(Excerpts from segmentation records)
···

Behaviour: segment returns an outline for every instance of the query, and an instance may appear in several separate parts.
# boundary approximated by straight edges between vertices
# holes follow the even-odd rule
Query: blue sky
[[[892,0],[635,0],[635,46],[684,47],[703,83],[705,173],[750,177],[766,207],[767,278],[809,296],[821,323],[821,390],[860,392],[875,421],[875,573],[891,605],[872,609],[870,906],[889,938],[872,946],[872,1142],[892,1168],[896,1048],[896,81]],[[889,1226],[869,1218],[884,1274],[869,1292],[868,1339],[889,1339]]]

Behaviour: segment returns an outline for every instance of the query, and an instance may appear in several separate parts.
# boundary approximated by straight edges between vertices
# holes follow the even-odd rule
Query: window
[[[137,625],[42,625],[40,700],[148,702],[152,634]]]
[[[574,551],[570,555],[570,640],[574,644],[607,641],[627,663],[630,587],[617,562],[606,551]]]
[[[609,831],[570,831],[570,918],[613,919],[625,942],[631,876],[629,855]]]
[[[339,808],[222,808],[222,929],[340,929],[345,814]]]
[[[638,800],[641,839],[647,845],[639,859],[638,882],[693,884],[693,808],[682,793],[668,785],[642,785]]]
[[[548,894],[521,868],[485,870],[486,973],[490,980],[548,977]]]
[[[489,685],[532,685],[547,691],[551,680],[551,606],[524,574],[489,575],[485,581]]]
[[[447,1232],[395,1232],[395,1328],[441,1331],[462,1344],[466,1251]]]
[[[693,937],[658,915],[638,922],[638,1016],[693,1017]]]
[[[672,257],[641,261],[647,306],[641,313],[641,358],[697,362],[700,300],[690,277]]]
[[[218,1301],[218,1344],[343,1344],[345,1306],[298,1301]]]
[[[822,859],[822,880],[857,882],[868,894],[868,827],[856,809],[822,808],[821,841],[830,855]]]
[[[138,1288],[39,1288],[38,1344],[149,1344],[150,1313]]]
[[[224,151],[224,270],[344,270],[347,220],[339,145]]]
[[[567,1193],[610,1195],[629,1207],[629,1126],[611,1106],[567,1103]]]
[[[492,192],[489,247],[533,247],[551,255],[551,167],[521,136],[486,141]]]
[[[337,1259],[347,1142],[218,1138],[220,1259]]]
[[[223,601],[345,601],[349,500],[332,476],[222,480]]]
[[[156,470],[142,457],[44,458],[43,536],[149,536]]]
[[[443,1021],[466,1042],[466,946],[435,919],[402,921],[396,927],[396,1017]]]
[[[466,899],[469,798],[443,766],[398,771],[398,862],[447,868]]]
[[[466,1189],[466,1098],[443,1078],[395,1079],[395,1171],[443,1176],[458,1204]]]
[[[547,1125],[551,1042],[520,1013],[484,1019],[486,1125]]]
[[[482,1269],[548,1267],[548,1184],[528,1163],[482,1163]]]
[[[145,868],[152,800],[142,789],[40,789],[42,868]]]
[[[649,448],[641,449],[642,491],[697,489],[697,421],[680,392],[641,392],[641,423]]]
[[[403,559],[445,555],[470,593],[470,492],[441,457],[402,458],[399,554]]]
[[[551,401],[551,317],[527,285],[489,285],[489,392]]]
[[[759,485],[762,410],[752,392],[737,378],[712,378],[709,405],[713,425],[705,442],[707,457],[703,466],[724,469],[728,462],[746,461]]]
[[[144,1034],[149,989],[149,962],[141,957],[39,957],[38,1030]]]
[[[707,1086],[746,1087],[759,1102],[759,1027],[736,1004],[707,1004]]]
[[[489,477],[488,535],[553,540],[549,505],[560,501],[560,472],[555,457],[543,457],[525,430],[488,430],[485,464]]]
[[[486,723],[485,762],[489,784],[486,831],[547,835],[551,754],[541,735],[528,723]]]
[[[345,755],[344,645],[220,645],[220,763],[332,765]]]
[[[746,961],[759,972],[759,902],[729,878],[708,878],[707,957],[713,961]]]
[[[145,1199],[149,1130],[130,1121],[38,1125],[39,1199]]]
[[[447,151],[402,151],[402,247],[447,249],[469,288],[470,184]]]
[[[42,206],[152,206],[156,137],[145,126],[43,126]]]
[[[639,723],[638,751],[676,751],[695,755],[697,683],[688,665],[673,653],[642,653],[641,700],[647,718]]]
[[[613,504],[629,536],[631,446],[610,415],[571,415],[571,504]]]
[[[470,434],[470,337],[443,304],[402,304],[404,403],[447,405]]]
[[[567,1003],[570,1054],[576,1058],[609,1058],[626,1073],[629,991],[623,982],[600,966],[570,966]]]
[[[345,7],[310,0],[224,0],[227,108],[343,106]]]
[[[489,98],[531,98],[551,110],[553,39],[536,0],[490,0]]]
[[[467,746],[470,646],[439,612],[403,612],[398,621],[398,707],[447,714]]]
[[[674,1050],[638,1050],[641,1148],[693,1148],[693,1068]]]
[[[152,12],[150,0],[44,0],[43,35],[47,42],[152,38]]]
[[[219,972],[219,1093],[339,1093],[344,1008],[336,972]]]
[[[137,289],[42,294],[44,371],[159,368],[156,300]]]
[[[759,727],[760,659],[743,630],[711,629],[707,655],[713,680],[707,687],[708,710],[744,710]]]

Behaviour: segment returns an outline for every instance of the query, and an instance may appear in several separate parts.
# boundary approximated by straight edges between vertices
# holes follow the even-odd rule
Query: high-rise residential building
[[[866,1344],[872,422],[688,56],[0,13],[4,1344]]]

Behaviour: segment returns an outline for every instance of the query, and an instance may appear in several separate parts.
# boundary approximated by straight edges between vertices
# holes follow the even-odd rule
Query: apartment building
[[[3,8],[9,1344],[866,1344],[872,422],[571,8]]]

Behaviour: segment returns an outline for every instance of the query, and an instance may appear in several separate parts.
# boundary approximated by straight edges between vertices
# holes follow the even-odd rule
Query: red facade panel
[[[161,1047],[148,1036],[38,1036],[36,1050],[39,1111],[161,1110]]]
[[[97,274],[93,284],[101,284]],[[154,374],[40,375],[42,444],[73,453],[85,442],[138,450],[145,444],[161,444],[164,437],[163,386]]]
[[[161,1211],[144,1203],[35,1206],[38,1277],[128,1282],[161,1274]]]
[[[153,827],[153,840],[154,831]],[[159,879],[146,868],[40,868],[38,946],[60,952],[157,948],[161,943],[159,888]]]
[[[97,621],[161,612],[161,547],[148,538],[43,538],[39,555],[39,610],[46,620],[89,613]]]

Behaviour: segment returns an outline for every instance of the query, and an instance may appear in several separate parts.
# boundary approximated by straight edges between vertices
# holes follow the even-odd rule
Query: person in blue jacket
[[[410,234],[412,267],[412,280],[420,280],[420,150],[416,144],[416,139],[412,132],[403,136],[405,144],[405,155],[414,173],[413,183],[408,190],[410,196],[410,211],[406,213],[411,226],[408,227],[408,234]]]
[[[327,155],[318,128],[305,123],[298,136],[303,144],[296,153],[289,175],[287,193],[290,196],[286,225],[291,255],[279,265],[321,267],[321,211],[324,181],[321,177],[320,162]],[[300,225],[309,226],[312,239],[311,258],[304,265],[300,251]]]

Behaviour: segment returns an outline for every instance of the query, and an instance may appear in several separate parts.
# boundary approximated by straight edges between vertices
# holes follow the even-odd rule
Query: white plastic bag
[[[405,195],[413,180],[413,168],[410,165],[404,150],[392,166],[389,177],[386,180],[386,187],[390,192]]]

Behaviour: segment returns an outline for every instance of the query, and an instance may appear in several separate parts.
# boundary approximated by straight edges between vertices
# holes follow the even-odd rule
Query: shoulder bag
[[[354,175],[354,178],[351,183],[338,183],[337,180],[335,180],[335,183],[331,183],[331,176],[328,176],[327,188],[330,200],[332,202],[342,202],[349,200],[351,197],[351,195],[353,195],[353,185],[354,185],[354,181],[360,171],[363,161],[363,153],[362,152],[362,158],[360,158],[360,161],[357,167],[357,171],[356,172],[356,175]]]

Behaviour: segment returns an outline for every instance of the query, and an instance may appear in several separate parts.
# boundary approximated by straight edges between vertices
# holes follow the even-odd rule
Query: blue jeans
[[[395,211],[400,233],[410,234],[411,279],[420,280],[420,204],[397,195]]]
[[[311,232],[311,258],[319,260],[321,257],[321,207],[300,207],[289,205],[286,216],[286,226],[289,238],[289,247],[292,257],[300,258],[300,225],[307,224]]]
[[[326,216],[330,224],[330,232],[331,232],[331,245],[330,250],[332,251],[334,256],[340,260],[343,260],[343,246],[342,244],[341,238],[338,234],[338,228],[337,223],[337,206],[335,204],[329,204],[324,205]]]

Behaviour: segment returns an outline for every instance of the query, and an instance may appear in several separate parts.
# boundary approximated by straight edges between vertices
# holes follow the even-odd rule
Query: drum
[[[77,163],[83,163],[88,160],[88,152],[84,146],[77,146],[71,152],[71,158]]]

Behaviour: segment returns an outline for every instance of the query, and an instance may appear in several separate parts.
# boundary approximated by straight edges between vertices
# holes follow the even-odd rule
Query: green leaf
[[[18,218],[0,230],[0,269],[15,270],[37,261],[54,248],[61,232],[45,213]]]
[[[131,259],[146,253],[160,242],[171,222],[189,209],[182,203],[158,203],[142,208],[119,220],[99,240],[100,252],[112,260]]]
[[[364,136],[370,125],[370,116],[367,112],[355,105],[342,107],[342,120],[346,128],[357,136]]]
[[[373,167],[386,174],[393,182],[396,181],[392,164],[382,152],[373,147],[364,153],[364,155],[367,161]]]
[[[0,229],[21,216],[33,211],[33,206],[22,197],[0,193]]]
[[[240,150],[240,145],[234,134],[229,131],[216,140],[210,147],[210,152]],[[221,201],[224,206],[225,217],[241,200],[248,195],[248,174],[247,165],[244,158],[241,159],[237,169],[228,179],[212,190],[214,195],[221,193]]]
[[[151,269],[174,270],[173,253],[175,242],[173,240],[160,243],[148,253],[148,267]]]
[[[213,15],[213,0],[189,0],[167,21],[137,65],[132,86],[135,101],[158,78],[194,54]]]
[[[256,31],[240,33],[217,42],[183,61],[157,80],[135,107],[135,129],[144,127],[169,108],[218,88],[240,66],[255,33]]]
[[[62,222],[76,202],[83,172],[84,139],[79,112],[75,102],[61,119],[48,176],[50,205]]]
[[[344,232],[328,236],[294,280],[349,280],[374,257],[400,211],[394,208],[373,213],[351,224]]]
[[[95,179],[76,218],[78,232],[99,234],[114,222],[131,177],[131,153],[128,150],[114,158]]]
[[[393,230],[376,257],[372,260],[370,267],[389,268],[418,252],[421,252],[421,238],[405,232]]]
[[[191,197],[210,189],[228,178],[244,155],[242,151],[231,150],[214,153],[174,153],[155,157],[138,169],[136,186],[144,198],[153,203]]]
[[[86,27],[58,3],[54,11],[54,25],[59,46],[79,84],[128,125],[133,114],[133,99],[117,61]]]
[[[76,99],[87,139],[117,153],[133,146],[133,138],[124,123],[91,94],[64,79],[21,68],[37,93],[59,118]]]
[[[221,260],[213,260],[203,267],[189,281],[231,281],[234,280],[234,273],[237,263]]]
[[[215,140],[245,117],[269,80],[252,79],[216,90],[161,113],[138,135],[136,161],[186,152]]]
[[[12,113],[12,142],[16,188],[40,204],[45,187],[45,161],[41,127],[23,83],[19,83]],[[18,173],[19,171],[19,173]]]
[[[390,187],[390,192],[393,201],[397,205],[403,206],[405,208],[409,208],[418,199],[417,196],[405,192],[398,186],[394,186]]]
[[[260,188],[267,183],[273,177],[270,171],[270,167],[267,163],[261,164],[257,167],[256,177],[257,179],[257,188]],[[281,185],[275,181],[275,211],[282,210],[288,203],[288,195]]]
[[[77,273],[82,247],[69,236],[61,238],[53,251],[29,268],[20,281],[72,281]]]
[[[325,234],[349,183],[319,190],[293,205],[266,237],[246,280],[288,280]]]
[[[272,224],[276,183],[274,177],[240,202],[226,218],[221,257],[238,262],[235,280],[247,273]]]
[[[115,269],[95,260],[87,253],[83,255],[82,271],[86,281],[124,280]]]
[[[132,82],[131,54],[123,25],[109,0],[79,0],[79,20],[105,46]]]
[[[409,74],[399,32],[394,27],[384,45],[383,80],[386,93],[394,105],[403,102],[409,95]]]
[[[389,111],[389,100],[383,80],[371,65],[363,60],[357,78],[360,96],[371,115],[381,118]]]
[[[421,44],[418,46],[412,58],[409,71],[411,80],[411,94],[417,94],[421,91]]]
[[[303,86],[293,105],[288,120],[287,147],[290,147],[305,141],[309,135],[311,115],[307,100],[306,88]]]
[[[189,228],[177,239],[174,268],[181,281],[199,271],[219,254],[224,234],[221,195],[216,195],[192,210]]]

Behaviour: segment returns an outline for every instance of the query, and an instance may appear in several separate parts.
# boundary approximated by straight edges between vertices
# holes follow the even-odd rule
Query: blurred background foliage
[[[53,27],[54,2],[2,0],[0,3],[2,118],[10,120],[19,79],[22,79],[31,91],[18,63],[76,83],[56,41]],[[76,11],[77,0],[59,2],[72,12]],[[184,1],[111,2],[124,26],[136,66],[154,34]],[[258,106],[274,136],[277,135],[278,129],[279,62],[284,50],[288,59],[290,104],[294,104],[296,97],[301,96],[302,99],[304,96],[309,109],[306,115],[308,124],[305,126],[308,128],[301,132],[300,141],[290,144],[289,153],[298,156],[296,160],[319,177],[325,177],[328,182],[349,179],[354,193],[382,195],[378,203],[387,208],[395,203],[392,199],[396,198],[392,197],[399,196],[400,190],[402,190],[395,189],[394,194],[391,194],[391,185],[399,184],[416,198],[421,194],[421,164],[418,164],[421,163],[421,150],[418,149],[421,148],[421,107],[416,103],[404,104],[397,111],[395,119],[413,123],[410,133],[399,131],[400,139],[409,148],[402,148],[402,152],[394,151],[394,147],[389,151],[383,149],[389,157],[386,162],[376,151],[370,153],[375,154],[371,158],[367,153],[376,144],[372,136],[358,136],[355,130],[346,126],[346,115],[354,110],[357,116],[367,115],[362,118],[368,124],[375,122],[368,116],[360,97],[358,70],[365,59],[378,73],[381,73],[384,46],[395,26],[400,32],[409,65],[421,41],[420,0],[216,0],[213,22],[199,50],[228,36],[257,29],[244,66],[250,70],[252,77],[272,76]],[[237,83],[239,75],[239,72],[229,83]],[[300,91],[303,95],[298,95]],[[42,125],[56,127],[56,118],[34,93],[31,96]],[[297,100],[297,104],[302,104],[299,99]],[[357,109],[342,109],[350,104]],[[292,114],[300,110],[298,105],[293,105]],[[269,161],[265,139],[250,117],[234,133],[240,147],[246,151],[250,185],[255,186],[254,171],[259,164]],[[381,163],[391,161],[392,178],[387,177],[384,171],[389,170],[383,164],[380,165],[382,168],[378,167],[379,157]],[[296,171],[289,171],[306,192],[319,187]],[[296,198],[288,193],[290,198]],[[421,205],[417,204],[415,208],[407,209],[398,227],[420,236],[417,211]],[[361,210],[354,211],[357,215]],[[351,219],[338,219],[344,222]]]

···

*EXERCISE DESCRIPTION:*
Please show each line above that contains the word "building".

*RESPONSE:*
Query: high-rise residential building
Query: apartment building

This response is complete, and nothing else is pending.